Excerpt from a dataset
————

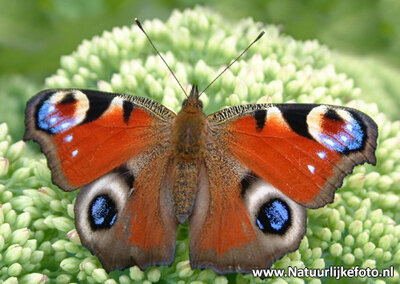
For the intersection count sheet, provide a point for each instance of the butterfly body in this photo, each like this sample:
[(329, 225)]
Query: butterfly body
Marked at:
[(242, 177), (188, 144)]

————

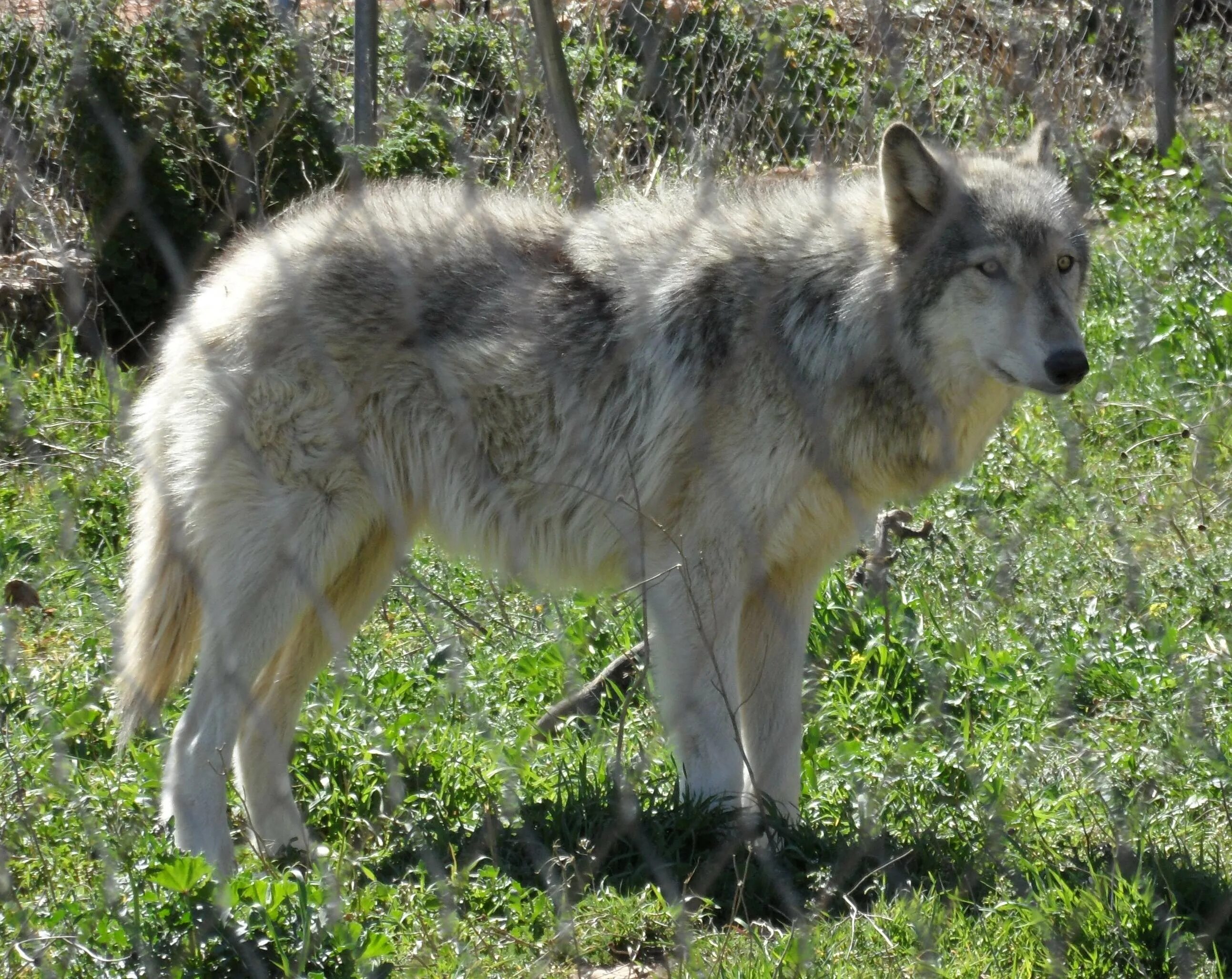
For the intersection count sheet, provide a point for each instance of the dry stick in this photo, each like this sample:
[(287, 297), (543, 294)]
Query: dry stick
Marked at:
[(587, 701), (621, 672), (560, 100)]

————

• **Your task**
Starting with the line containing "of the butterfly" and continuing through the line containing "[(242, 177), (188, 144)]", rewrite the entries above as a numbered list, with blank lines omitted.

• **Result of the task**
1. For the intersection count sheet, provide a point for each instance of the butterfly body in this photo, each like this sample:
2. [(329, 225)]
3. Query: butterfly body
4. Marked at:
5. [(242, 177), (188, 144)]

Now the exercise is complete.